[Region pointing data]
══════

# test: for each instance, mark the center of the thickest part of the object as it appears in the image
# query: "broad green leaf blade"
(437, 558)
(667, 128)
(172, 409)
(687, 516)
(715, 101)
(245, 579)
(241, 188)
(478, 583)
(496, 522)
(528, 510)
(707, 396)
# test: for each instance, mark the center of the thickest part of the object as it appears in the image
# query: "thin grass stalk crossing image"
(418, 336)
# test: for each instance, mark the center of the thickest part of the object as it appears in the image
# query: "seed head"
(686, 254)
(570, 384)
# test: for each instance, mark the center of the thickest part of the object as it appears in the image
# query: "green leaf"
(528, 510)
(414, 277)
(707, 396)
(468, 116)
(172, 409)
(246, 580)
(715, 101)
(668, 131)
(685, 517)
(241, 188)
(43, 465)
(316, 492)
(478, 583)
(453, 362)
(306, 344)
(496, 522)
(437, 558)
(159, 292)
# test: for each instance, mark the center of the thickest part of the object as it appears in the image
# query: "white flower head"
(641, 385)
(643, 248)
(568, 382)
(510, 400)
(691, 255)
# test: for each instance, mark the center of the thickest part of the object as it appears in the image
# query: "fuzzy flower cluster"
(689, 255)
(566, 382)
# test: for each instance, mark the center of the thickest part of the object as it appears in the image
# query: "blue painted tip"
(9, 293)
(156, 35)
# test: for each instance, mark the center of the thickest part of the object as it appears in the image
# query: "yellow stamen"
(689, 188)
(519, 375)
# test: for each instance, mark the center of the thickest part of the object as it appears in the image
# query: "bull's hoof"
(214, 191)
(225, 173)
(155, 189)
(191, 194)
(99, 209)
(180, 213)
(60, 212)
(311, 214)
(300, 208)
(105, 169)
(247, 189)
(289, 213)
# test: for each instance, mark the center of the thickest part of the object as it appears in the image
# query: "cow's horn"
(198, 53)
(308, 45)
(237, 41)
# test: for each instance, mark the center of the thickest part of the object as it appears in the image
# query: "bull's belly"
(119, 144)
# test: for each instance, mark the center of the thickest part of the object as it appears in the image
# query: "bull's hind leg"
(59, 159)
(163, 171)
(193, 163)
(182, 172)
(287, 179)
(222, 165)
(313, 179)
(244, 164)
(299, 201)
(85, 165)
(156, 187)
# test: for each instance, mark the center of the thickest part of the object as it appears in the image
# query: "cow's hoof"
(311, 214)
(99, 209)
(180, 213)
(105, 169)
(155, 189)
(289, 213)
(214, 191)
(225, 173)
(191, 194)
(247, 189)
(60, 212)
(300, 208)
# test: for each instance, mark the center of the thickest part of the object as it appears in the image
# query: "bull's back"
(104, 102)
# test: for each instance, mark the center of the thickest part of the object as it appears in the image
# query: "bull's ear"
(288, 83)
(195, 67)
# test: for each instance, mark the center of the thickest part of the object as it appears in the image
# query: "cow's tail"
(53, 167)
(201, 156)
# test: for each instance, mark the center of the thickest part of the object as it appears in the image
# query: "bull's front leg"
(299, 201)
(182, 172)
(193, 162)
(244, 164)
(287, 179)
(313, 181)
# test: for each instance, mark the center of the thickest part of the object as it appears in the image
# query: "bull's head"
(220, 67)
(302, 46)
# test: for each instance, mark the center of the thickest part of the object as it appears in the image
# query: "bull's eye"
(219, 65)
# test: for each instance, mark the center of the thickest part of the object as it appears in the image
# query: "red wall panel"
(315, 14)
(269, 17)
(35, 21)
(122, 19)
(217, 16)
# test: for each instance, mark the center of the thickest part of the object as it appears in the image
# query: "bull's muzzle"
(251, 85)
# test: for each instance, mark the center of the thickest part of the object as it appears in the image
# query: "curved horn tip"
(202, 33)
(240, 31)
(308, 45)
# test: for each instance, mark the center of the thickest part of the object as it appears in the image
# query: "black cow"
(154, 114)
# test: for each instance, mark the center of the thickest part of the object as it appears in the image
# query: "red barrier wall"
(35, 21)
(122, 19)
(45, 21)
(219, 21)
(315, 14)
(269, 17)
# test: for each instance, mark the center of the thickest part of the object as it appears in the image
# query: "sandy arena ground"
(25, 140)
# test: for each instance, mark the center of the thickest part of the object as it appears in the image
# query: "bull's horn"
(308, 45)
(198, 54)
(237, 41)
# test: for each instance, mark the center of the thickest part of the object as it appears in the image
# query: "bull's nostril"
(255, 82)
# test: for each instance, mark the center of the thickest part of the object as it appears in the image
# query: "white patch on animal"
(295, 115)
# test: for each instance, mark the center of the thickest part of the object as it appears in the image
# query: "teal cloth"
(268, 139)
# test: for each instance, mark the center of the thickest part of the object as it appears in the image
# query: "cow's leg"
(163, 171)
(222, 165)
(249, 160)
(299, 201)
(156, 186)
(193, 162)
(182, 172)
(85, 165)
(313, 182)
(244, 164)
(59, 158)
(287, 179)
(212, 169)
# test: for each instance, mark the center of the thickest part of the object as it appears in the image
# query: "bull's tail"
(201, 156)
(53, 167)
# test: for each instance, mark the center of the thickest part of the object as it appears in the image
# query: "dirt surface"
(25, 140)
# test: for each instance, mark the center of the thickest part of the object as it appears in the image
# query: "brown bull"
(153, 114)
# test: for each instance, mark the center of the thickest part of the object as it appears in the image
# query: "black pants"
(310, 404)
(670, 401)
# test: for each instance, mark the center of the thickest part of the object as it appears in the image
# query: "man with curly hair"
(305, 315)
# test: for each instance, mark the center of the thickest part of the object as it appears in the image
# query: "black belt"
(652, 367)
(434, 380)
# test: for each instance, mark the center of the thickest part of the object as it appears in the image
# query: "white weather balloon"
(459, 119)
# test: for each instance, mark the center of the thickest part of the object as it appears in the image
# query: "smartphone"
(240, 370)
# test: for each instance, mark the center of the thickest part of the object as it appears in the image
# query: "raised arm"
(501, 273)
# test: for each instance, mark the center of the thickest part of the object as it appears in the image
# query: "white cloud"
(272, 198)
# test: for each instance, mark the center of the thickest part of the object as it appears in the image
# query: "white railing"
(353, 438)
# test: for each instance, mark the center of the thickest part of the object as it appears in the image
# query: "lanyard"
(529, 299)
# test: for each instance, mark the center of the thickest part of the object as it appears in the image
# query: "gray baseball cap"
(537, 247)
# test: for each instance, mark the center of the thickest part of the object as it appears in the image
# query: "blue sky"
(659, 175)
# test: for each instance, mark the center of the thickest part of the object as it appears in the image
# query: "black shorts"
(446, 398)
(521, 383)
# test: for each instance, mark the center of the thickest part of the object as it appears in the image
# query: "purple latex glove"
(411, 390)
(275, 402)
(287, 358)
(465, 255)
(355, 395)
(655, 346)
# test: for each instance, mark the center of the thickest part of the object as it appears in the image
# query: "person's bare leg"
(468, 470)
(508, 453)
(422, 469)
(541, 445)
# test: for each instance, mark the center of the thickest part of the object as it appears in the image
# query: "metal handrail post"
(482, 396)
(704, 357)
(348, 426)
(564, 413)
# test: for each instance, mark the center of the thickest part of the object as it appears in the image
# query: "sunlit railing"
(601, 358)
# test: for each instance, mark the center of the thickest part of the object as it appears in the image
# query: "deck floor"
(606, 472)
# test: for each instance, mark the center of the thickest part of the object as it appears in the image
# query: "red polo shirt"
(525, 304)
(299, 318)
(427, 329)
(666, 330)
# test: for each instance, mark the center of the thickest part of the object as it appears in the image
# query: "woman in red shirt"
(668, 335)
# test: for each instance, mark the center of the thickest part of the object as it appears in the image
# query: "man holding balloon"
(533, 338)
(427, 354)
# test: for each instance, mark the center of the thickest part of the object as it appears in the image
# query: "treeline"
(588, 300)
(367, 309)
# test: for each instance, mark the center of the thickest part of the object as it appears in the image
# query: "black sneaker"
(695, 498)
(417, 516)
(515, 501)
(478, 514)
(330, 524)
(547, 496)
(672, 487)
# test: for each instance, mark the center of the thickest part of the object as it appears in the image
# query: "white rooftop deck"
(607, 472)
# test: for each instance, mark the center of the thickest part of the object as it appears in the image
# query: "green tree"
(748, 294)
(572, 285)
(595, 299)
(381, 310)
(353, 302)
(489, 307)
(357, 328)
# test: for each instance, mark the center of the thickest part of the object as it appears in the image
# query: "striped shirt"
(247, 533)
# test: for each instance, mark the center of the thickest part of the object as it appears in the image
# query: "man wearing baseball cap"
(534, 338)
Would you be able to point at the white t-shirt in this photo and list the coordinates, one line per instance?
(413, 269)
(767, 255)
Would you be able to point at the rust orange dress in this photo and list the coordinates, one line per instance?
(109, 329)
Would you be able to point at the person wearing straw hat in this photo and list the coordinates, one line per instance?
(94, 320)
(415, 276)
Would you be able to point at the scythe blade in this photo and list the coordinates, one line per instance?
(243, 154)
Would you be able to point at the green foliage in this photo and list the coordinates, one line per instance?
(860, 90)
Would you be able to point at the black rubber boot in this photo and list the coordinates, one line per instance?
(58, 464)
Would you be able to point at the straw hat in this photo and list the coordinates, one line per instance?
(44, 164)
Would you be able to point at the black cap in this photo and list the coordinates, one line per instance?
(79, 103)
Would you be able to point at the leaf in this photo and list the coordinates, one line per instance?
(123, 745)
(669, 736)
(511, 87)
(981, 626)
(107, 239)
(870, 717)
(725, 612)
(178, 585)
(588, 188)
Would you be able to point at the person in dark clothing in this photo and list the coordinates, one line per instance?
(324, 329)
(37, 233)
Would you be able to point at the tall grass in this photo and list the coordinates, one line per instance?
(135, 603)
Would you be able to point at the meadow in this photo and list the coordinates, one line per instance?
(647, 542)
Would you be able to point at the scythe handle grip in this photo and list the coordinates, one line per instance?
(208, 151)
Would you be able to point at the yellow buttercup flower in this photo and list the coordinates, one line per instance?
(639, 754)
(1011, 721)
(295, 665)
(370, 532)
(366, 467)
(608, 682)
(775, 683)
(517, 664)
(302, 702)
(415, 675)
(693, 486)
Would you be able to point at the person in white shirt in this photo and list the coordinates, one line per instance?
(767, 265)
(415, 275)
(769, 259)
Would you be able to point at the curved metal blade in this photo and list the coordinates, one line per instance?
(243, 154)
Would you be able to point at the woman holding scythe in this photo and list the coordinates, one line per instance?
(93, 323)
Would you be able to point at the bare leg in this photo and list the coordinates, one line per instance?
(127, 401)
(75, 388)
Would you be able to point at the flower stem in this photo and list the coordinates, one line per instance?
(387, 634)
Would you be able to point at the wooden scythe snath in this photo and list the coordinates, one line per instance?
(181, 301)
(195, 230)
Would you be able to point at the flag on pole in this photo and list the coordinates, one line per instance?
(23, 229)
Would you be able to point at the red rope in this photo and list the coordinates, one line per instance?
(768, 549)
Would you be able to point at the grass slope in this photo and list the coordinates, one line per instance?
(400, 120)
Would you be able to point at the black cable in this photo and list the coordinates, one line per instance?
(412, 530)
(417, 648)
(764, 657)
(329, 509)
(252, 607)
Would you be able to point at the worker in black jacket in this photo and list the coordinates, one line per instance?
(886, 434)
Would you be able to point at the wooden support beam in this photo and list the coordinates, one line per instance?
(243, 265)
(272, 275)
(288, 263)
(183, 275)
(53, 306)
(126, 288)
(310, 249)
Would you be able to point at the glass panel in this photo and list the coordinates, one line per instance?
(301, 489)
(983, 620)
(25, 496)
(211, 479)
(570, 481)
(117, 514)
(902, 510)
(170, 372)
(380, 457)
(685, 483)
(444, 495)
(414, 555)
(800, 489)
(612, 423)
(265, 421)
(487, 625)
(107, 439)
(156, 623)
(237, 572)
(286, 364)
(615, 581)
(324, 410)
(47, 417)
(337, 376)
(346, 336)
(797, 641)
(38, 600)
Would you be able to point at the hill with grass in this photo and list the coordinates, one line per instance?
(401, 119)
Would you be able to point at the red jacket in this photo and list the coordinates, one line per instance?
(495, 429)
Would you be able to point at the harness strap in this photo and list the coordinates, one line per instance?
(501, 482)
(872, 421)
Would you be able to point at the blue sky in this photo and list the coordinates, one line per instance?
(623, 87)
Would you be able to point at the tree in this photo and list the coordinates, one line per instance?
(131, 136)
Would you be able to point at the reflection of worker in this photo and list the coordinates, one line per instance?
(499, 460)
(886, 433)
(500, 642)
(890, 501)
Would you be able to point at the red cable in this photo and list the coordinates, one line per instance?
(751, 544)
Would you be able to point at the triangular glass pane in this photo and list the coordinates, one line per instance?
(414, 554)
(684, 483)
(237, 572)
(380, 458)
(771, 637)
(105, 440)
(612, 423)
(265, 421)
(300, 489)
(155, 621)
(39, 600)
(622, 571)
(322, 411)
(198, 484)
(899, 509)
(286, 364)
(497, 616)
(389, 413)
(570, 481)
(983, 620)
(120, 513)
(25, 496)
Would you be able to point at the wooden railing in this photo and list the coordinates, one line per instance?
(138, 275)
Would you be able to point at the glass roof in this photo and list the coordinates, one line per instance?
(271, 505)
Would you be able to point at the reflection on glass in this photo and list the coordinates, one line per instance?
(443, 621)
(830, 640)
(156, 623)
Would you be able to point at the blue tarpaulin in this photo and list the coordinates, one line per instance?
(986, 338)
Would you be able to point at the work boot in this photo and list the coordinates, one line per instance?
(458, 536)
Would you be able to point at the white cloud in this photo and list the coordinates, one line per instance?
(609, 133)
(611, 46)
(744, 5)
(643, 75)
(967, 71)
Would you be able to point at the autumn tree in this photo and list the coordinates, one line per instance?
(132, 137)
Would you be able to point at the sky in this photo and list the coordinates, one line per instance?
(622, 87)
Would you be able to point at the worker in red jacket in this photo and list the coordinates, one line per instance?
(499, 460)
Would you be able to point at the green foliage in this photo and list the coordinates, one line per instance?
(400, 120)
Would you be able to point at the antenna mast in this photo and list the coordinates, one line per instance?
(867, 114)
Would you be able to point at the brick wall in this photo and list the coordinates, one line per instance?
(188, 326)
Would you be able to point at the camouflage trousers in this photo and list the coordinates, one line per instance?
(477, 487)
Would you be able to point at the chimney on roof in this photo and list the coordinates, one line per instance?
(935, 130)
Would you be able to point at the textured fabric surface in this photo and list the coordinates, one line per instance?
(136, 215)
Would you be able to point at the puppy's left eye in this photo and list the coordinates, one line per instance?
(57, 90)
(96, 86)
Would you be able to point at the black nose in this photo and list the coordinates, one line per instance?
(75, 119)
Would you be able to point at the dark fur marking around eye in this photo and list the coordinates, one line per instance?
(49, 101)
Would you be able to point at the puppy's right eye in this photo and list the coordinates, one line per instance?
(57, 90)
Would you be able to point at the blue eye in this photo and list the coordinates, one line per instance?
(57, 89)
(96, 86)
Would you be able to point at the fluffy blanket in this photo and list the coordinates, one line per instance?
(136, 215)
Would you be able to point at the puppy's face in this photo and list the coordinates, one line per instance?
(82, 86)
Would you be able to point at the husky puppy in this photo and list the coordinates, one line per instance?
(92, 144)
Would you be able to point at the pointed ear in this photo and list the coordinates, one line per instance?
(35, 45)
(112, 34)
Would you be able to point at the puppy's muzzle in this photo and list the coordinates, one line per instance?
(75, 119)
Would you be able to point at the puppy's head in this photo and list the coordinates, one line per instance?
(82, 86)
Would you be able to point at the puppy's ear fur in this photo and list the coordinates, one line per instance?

══════

## WORK ORDER
Beginning with the line that contains "Would you be able to point at the brick", return every line through the end of the data above, exactly as written.

## EXPECTED ANSWER
Would you be able to point at the brick wall in this photo and list the coordinates, one line per instance?
(188, 326)
Would you be able to point at the camouflage trousers in this photo and list the coordinates, one line per instance?
(477, 487)
Would you be able to point at the chimney on roof in this photo and list the coordinates, one line per instance?
(935, 130)
Would you be able to point at the textured fabric surface in this photo and list the coordinates, one line per instance?
(136, 215)
Would you be able to point at the puppy's left eye in this photo and list the coordinates, one line per instance?
(57, 90)
(96, 86)
Would you be able to point at the black nose in this photo and list the coordinates, one line per instance?
(75, 119)
Would you be able to point at the dark fur marking around eye in this photo and list the coordinates, one line per instance?
(49, 101)
Would you be able to point at the puppy's right eye in this photo and list the coordinates, one line per instance?
(57, 90)
Would you be able to point at the blue eye in this photo and list the coordinates, one line per instance?
(57, 89)
(96, 86)
Would you be able to point at the fluffy blanket in this photo and list the coordinates, one line per instance?
(136, 215)
Would you be able to point at the puppy's face in this photo and list the coordinates, one line per instance?
(82, 86)
Would you be able to point at the husky puppy in this photo and list the coordinates, one line per instance?
(92, 144)
Would you be able to point at the pointed ear in this photo and list the coordinates, one line per instance?
(35, 45)
(112, 34)
Would you be able to point at the puppy's muzzle in this photo and list the coordinates, one line per instance?
(75, 119)
Would you be able to point at the puppy's head in this photo and list the coordinates, one line per instance?
(82, 86)
Would you be able to point at the puppy's ear fur in this photo and list the coordinates, one line per instance?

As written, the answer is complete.